Render every row below as a Markdown table with the columns "Line" and "Content". Number each non-blank line in order, skip blank lines, and leave out the pictures.
— start Excerpted records —
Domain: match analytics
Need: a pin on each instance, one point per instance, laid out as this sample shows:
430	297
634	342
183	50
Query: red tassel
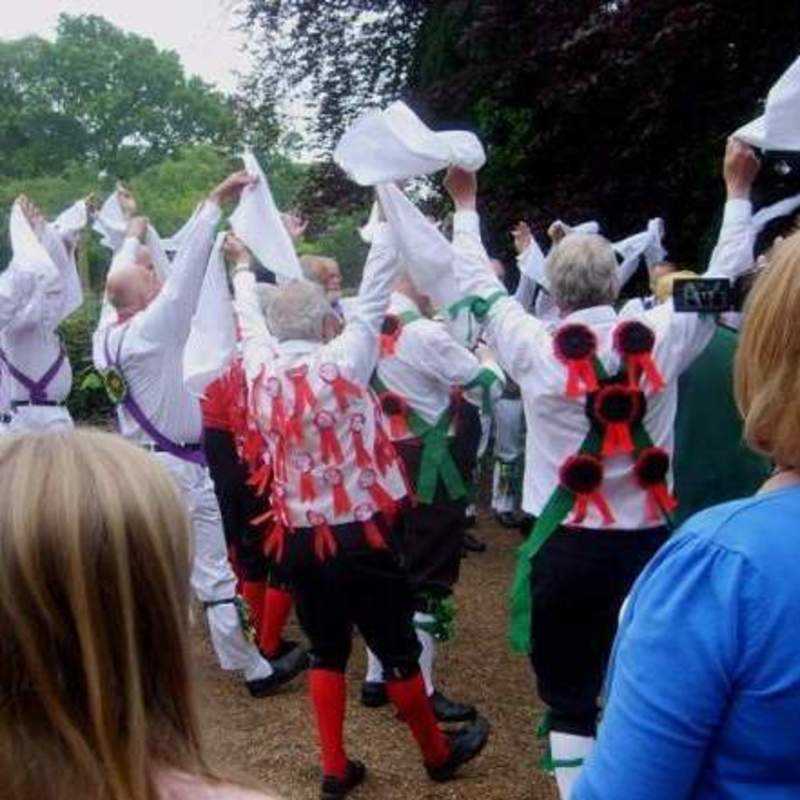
303	396
582	507
617	439
275	543
642	363
659	502
581	377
— end Excerpted records —
### Full solution
| Line | Content |
|---|---|
| 1 | Domain: match analytics |
| 2 | Need: a pin on each instance, one point per instance, laid out as this sample shows: |
| 3 | 430	297 |
| 4 | 634	342 |
| 5 | 183	50 |
| 6 | Query: red tassel |
| 7 | 303	396 |
| 8 | 582	507 |
| 9 | 617	439 |
| 10 | 275	543 |
| 11 | 642	363 |
| 12 | 659	502 |
| 13 | 581	377 |